(Dataset rows)
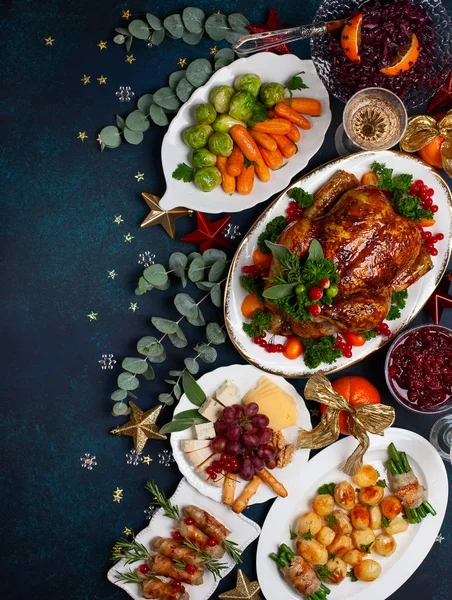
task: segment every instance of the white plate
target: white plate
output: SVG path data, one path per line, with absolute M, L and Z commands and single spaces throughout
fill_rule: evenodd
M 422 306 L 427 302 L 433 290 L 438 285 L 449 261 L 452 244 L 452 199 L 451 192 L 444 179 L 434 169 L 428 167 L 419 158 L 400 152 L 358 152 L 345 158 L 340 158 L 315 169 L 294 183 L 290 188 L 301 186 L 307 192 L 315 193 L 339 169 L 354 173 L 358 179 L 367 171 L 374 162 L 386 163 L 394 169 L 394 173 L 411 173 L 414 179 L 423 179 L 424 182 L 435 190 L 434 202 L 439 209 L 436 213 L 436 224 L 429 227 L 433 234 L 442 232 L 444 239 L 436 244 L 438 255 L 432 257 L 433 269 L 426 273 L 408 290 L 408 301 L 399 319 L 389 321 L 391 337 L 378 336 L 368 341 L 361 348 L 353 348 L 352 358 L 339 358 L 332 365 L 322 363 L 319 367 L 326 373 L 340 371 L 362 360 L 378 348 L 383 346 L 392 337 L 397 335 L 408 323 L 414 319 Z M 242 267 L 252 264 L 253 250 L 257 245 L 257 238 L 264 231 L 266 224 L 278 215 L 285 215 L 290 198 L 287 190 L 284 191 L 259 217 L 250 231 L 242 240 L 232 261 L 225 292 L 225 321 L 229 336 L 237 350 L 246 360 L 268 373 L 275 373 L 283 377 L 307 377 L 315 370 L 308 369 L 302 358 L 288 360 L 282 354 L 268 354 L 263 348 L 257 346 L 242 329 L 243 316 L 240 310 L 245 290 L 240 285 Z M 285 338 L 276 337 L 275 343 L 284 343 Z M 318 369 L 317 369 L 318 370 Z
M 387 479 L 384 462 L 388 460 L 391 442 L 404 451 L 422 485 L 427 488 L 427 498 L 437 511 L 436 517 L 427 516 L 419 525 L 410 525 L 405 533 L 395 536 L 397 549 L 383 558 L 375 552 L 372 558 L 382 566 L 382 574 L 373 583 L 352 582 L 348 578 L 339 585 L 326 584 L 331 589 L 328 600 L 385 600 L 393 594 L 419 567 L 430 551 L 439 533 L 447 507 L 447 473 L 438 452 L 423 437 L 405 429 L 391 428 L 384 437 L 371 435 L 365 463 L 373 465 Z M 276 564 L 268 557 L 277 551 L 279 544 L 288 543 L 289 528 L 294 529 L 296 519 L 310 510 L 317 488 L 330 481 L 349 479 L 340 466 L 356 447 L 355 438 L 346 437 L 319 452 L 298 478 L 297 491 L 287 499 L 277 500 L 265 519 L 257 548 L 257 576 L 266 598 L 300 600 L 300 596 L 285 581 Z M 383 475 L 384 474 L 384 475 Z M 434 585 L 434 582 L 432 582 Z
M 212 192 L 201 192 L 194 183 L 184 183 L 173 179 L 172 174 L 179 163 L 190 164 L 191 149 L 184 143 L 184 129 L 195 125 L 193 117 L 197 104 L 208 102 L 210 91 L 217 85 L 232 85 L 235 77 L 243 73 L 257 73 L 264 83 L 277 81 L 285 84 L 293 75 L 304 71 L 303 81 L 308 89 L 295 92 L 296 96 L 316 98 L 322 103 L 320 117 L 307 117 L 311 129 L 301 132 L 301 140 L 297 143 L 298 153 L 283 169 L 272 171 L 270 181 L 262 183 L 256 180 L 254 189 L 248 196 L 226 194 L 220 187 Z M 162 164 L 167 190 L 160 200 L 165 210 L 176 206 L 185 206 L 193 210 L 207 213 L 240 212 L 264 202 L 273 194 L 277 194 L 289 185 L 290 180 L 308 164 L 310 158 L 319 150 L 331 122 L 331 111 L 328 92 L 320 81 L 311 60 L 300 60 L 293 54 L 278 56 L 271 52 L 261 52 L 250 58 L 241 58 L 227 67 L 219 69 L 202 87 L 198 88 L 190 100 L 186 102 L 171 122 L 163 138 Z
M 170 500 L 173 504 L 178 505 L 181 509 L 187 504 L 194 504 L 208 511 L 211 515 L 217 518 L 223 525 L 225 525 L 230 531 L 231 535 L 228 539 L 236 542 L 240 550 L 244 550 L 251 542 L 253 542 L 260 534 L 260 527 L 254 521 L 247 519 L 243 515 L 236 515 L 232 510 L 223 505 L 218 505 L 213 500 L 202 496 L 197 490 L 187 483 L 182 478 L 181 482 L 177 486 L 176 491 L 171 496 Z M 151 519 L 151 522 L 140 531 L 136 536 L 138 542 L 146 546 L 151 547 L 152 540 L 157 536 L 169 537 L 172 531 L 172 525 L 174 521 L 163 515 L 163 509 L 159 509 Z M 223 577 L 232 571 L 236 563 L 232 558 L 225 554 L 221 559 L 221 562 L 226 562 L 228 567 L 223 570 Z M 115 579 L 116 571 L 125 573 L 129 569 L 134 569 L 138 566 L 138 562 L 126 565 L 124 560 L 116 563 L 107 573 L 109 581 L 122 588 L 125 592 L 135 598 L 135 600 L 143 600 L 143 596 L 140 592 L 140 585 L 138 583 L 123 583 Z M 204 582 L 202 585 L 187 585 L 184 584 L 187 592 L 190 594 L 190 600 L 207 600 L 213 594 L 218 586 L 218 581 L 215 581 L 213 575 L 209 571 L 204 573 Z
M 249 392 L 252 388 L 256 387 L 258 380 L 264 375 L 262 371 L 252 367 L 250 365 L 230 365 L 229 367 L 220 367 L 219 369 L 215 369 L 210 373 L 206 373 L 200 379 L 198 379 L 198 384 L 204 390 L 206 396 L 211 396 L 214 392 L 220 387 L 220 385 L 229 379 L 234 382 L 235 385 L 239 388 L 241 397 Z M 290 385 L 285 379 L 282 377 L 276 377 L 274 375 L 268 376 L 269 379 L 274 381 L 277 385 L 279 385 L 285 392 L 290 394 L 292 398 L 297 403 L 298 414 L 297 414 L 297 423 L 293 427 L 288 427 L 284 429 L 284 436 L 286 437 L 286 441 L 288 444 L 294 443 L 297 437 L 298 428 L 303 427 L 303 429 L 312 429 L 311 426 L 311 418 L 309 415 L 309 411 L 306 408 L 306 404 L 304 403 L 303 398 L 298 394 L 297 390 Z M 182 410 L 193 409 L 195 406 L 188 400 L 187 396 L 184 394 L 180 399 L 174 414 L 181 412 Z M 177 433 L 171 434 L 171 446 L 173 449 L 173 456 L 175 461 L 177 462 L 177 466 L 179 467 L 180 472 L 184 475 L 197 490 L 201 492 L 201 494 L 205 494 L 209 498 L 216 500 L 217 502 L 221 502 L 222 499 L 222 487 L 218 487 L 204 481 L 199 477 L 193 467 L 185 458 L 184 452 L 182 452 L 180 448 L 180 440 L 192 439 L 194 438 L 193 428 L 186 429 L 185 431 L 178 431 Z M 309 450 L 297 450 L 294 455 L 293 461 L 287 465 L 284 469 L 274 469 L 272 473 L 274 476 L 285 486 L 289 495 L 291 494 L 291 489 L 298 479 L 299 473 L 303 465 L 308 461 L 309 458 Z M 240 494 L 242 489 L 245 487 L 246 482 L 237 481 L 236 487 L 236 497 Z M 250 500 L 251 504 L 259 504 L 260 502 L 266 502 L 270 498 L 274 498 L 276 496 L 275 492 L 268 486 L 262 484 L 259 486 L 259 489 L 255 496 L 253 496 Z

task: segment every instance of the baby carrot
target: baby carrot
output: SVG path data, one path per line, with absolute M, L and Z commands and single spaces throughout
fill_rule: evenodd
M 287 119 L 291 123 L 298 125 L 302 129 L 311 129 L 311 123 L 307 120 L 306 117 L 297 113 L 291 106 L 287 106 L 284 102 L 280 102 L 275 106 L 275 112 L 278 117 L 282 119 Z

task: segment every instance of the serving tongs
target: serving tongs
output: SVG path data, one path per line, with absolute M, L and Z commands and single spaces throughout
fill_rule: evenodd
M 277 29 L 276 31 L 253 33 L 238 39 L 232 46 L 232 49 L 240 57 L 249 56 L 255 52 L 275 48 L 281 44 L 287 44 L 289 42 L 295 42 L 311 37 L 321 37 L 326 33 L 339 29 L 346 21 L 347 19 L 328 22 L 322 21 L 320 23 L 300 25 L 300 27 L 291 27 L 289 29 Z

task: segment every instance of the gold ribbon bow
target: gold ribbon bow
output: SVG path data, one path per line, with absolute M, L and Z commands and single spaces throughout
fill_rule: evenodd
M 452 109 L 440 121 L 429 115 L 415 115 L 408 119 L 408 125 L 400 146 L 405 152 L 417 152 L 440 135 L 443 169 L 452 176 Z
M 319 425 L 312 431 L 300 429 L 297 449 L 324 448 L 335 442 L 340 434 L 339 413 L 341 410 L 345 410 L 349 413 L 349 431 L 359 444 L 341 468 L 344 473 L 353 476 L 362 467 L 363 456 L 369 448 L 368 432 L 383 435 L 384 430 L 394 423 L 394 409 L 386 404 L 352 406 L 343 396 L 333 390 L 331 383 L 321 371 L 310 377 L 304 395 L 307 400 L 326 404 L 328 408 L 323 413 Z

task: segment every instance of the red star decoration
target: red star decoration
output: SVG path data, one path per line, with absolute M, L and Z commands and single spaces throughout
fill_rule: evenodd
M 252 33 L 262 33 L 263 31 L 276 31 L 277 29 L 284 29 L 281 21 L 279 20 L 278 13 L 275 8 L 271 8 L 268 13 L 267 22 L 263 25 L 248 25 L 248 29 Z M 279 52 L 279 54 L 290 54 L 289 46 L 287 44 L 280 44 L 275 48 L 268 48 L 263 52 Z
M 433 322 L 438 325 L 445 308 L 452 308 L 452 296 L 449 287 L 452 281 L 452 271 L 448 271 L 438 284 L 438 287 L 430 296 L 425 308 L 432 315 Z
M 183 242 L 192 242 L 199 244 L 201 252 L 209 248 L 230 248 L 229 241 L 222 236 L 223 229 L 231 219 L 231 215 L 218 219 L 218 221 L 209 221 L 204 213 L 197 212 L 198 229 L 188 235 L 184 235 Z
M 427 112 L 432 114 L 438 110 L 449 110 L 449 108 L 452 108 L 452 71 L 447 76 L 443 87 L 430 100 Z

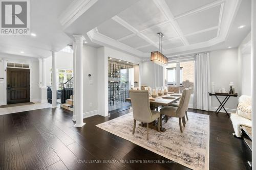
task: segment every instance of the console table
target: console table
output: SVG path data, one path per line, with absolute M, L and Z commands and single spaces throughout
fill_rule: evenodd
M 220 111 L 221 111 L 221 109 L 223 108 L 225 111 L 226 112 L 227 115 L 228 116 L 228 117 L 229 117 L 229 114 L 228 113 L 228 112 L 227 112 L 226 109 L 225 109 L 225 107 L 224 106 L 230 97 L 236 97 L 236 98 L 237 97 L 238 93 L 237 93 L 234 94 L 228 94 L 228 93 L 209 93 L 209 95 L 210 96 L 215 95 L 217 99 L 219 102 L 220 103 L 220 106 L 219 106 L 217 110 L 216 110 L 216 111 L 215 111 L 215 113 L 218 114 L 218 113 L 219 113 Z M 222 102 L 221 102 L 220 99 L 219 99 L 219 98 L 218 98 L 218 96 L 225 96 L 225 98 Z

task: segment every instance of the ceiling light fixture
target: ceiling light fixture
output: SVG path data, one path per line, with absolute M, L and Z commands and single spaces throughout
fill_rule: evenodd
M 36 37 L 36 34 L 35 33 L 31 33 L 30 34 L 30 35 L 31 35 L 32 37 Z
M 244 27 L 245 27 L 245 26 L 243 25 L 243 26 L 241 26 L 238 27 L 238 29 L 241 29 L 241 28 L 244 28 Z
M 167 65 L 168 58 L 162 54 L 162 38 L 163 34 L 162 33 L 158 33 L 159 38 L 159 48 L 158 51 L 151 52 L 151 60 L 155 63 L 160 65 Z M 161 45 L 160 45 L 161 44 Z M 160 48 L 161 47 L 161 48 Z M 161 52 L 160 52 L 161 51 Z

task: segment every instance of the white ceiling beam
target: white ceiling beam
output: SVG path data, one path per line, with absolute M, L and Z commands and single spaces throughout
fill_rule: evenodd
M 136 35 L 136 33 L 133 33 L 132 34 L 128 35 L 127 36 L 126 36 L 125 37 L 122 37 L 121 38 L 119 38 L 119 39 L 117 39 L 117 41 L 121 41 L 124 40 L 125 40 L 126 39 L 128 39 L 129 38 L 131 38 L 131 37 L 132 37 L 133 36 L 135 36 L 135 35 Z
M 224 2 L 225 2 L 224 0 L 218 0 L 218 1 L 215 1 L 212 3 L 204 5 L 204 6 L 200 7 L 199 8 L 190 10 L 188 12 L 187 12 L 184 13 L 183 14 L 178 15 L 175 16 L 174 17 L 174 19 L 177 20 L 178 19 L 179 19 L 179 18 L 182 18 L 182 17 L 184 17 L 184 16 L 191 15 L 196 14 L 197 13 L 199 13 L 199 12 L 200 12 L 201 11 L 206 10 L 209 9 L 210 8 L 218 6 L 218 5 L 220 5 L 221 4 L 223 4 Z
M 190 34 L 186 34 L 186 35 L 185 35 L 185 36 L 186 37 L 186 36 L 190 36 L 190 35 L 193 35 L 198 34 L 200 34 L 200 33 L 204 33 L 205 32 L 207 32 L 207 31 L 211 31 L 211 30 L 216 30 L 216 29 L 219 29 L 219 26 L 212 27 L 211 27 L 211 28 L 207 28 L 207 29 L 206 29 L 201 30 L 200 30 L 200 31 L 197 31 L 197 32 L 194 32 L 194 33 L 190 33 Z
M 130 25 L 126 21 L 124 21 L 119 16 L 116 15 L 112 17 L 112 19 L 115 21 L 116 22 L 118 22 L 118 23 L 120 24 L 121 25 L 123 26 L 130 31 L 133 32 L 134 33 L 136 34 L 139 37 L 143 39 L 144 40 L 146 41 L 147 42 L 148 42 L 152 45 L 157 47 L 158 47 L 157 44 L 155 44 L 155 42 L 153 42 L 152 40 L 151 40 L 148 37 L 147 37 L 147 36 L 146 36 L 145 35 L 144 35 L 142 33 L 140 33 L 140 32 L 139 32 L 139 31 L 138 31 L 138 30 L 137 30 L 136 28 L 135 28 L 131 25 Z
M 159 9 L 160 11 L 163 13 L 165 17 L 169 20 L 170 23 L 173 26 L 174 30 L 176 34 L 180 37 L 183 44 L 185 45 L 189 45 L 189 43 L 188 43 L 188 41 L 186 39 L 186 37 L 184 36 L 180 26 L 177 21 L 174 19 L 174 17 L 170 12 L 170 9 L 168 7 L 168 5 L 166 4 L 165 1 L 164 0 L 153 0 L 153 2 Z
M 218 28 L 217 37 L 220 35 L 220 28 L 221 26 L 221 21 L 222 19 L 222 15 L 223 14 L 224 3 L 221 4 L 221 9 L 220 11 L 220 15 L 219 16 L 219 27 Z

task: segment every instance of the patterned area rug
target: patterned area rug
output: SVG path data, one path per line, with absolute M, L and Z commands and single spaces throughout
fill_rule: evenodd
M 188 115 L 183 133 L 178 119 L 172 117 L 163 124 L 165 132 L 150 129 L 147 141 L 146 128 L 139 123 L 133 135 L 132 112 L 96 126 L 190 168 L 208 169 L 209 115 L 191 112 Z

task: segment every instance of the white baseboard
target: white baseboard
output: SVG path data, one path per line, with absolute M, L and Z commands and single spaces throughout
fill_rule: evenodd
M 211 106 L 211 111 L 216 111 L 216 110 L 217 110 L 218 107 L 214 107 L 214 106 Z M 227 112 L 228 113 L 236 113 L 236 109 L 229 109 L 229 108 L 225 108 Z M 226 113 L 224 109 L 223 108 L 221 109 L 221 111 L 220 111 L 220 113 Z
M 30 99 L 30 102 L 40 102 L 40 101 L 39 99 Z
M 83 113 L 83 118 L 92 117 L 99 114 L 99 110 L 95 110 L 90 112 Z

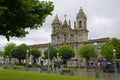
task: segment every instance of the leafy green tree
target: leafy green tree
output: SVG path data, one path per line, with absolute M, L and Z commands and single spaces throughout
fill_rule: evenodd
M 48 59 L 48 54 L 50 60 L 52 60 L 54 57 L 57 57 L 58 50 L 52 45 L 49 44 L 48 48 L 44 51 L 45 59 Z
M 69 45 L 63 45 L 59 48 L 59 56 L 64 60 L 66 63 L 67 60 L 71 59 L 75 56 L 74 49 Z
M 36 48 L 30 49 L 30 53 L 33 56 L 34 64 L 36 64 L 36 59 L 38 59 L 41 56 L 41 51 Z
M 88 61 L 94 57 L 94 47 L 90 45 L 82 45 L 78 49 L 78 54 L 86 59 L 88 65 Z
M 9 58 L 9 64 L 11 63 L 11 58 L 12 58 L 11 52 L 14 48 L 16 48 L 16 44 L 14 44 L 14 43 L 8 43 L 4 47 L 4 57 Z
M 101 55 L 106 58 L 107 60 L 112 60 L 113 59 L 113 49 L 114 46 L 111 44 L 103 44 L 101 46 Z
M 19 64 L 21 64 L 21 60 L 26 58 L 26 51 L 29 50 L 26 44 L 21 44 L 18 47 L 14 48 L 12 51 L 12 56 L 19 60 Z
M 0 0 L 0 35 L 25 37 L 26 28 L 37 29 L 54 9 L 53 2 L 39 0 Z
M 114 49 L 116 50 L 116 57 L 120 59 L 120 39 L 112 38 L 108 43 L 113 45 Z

TASK DETAILS: Rewrite the part of the records above that opens with the line containing "task: segment every instance of the patterned" and runs through the end of the records as a numbered list. Omit blank lines and leave the pictures out.

WRITTEN REPLY:
1. task: segment every instance of the patterned area rug
2. target: patterned area rug
3. output: SVG path data, one path per line, with absolute M, L and Z commands and single spaces throughout
4. fill_rule: evenodd
5. M 188 115 L 183 133 L 178 119 L 172 117 L 163 124 L 165 132 L 150 129 L 147 141 L 146 128 L 139 123 L 133 135 L 132 112 L 96 126 L 190 168 L 208 169 L 209 115 L 191 112 Z
6. task: segment every instance of the white baseboard
7. target: white baseboard
8. output: SVG path data, one path per line, with absolute M, L and Z commands and single spaces throughout
9. fill_rule: evenodd
10. M 211 106 L 211 111 L 216 111 L 216 110 L 217 110 L 218 107 L 214 107 L 214 106 Z M 227 112 L 228 113 L 236 113 L 236 109 L 229 109 L 229 108 L 225 108 Z M 226 113 L 224 109 L 223 108 L 221 109 L 221 111 L 220 111 L 220 113 Z
11. M 30 99 L 30 102 L 40 102 L 40 101 L 39 99 Z
12. M 83 113 L 83 118 L 92 117 L 99 114 L 99 110 L 95 110 L 90 112 Z
13. task: segment every instance of the leafy green tree
14. target: leafy green tree
15. output: SVG path data, one path per line, with absolute M, L and Z commands and single spaces throughout
16. fill_rule: evenodd
17. M 48 59 L 48 54 L 50 60 L 52 60 L 54 57 L 57 57 L 58 50 L 52 45 L 49 44 L 48 48 L 44 51 L 45 59 Z
18. M 69 45 L 63 45 L 59 48 L 59 56 L 64 60 L 66 63 L 67 60 L 71 59 L 75 56 L 74 49 Z
19. M 36 48 L 30 49 L 30 53 L 33 56 L 34 64 L 36 64 L 36 59 L 38 59 L 41 56 L 41 51 Z
20. M 88 61 L 94 57 L 94 47 L 90 45 L 82 45 L 78 49 L 78 54 L 86 59 L 88 65 Z
21. M 9 58 L 9 64 L 11 63 L 11 58 L 12 58 L 11 52 L 14 48 L 16 48 L 16 44 L 14 44 L 14 43 L 8 43 L 4 47 L 4 57 Z
22. M 101 55 L 106 58 L 107 60 L 112 60 L 113 59 L 113 49 L 114 46 L 111 44 L 103 44 L 101 46 Z
23. M 19 64 L 21 64 L 21 60 L 26 58 L 26 51 L 29 50 L 26 44 L 21 44 L 18 47 L 14 48 L 12 51 L 12 56 L 19 60 Z
24. M 0 0 L 0 35 L 25 37 L 26 28 L 37 29 L 54 9 L 53 2 L 39 0 Z
25. M 114 49 L 116 50 L 116 57 L 120 59 L 120 39 L 112 38 L 108 43 L 113 45 Z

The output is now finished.